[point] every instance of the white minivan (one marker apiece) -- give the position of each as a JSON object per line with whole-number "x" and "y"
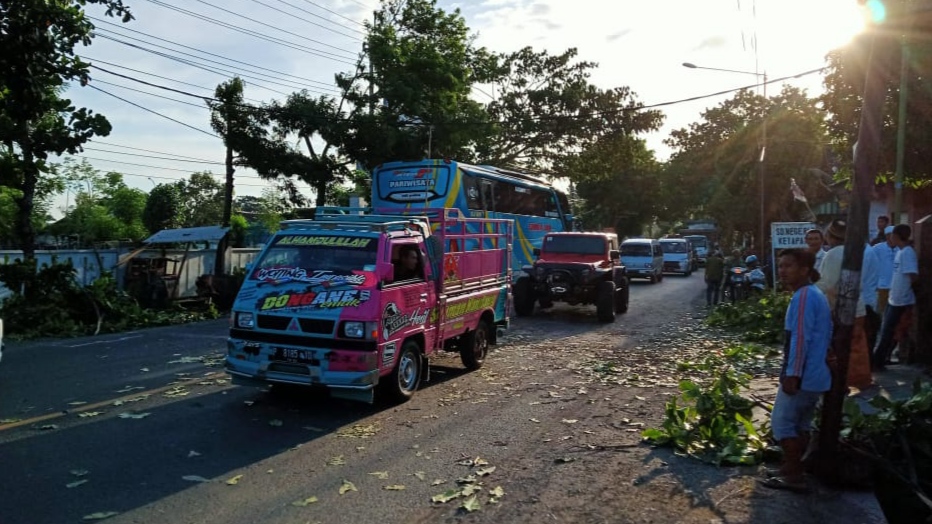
{"x": 677, "y": 256}
{"x": 642, "y": 258}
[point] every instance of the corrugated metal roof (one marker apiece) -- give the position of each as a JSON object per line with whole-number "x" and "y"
{"x": 188, "y": 234}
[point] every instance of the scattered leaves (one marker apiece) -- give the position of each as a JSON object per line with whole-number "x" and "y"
{"x": 234, "y": 480}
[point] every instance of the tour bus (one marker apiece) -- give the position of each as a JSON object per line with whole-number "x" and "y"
{"x": 535, "y": 205}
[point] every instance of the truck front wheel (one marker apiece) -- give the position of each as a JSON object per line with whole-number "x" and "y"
{"x": 605, "y": 301}
{"x": 524, "y": 297}
{"x": 475, "y": 346}
{"x": 406, "y": 376}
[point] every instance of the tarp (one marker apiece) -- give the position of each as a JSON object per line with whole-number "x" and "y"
{"x": 188, "y": 234}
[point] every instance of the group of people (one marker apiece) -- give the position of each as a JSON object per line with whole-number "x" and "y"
{"x": 889, "y": 273}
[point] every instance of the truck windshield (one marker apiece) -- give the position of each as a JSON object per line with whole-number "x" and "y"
{"x": 574, "y": 244}
{"x": 674, "y": 247}
{"x": 635, "y": 250}
{"x": 315, "y": 257}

━━━━━━━━

The records above need to be reproduced exactly, with all images omitted.

Output of the exercise:
[point] every instance of the white minivan (one marker apiece) -- give the position of each as a JSON object per line with whole-number "x" and "y"
{"x": 677, "y": 256}
{"x": 642, "y": 258}
[point] every instance of the corrugated metal roof (one marker apiece) -- give the position of each as a JSON object per line with whole-number "x" and "y"
{"x": 188, "y": 234}
[point] every instance of the scattered leaves (one marker apiece) -- give the position of each as a JSON object per line with whole-number "x" and "y"
{"x": 234, "y": 480}
[point] every instance of the tour bus (one marker apiece) -- give the position of each as a JSON object per line with whole-number "x" and "y"
{"x": 535, "y": 205}
[point] every instance of the truck front wheel (one marker apiece) -- give the position of each as a JSON object per line with whole-number "x" and "y"
{"x": 605, "y": 301}
{"x": 524, "y": 297}
{"x": 475, "y": 346}
{"x": 406, "y": 376}
[point] every instance of the tarp (one marker apiece) -- give the position of each as a JSON object per line with whole-number "x" and "y"
{"x": 188, "y": 234}
[point] every instance of the group of people (one marker apiece) -- give the position of each as a JSON object per line with whole-number "x" and "y"
{"x": 889, "y": 273}
[point] every instance of the truck windshield (one marker apiece) -- give the position of each as a JSON object per line with whole-number "x" and "y"
{"x": 574, "y": 244}
{"x": 674, "y": 247}
{"x": 635, "y": 250}
{"x": 315, "y": 257}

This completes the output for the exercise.